REQUIREMENT
Check each line of the listing for the string "slipper". Copy those where it appears.

GIVEN DATA

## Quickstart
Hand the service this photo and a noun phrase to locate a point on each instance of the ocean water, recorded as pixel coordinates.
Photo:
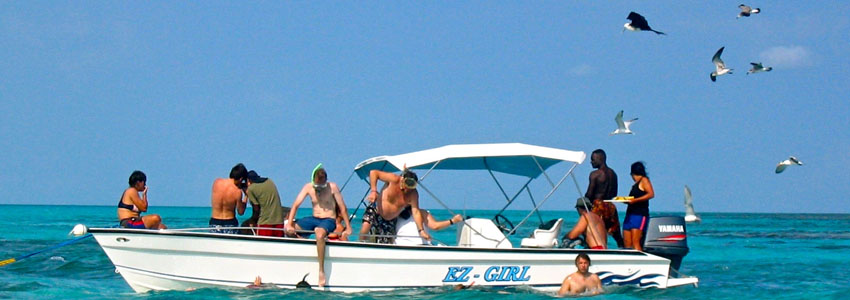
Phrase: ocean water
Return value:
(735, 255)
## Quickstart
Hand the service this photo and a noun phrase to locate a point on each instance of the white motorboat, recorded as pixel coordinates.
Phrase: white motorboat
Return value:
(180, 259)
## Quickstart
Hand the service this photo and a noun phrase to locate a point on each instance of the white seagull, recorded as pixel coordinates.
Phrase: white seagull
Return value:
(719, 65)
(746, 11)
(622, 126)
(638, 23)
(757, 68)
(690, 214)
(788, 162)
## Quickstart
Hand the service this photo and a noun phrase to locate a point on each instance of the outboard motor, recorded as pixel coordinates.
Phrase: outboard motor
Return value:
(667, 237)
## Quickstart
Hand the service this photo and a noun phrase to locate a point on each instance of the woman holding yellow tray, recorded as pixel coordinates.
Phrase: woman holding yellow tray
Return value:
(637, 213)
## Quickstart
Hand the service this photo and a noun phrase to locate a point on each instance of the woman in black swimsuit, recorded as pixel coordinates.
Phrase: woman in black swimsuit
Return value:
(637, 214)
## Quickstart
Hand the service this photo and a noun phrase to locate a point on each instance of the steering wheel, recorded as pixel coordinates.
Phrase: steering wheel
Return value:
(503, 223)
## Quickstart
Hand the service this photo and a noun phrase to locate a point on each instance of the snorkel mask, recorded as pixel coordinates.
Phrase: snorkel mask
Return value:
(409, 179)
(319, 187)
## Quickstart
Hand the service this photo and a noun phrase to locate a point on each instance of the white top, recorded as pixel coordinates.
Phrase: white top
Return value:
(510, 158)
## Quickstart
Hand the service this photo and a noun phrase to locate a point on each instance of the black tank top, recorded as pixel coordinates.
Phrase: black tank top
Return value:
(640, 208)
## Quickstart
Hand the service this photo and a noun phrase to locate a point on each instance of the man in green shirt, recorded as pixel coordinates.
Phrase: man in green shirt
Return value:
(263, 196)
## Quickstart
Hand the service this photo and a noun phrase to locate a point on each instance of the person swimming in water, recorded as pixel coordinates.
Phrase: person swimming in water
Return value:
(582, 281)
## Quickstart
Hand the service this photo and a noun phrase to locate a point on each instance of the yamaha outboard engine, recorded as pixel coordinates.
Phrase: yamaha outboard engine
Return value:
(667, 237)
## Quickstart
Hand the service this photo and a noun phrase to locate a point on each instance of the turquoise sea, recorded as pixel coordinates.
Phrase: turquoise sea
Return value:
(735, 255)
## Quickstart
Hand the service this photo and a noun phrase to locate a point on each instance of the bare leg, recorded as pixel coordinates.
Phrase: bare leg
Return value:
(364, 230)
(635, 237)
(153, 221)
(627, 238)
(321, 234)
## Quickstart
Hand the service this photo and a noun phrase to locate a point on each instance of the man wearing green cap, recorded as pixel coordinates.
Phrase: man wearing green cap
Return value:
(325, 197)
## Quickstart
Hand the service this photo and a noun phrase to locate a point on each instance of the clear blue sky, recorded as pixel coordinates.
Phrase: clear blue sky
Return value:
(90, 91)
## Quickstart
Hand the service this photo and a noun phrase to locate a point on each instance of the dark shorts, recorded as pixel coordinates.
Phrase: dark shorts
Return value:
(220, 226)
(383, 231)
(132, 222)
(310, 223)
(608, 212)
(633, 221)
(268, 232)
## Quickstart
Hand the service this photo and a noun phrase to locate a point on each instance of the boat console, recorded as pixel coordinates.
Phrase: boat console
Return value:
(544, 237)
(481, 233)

==

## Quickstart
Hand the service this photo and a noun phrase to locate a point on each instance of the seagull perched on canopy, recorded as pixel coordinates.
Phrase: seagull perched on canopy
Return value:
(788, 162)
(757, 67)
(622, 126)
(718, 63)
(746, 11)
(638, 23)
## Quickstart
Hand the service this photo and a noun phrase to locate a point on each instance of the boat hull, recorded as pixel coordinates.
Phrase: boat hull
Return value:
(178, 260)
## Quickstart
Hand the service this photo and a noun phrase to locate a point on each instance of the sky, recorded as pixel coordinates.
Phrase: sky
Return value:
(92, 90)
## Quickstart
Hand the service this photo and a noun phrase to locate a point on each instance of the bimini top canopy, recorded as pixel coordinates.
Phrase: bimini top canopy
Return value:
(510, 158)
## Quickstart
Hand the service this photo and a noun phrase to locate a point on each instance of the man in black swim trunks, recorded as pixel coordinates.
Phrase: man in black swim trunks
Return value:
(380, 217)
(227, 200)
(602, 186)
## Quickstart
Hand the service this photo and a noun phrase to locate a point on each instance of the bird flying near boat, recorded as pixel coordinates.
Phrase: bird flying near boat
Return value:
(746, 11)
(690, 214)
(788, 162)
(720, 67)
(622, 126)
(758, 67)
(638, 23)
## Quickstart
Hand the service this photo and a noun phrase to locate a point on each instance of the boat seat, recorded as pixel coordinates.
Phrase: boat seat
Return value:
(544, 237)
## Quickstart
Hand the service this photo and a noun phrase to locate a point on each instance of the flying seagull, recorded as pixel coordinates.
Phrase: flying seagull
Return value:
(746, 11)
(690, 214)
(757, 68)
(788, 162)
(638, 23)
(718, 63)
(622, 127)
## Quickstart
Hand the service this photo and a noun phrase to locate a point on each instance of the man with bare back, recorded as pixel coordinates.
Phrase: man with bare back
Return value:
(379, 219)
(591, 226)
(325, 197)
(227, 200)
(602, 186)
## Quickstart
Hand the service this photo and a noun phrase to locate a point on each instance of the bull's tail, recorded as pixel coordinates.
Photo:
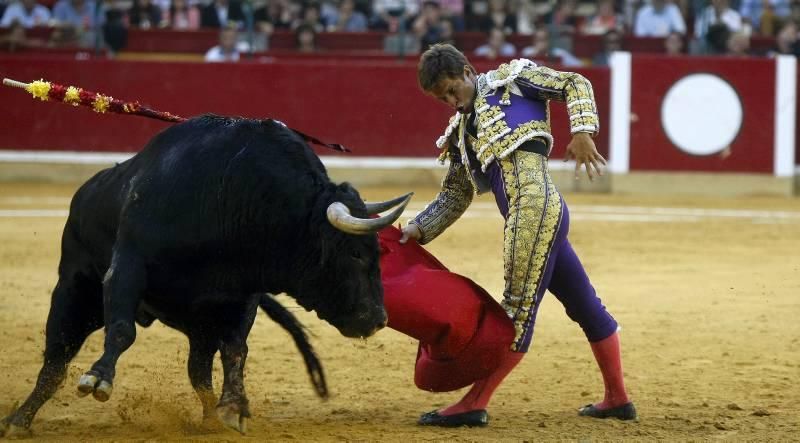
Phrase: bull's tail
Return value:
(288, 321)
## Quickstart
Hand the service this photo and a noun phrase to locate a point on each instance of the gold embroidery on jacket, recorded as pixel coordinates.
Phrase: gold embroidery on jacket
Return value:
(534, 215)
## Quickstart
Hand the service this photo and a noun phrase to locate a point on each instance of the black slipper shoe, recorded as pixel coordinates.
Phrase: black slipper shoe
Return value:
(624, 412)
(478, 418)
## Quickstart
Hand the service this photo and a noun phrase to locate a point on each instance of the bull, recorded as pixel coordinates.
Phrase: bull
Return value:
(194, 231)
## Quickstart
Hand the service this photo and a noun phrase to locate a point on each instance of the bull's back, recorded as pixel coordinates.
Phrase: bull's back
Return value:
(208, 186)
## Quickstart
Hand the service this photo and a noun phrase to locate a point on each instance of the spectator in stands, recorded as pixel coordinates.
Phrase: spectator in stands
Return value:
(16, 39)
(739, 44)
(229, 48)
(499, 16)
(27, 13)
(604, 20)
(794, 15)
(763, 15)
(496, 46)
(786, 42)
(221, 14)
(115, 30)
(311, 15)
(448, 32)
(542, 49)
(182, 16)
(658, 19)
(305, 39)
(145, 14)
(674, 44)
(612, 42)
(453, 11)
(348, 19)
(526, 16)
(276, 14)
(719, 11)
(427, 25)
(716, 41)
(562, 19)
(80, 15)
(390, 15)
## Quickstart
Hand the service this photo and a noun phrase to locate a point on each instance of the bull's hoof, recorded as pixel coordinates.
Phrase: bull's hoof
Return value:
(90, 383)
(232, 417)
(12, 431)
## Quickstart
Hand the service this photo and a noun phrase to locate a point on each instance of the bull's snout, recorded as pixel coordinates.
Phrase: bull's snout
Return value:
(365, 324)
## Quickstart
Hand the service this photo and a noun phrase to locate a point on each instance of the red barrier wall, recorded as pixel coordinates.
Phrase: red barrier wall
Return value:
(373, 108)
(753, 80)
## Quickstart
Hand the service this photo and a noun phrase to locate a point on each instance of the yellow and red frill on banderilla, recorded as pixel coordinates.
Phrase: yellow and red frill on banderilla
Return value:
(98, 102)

REPLY
Hand the service this photo and a noun phrase to locate a point on each instance of the black slipper shoe, recorded as pixel coordinates.
Phrase: black slipper shoe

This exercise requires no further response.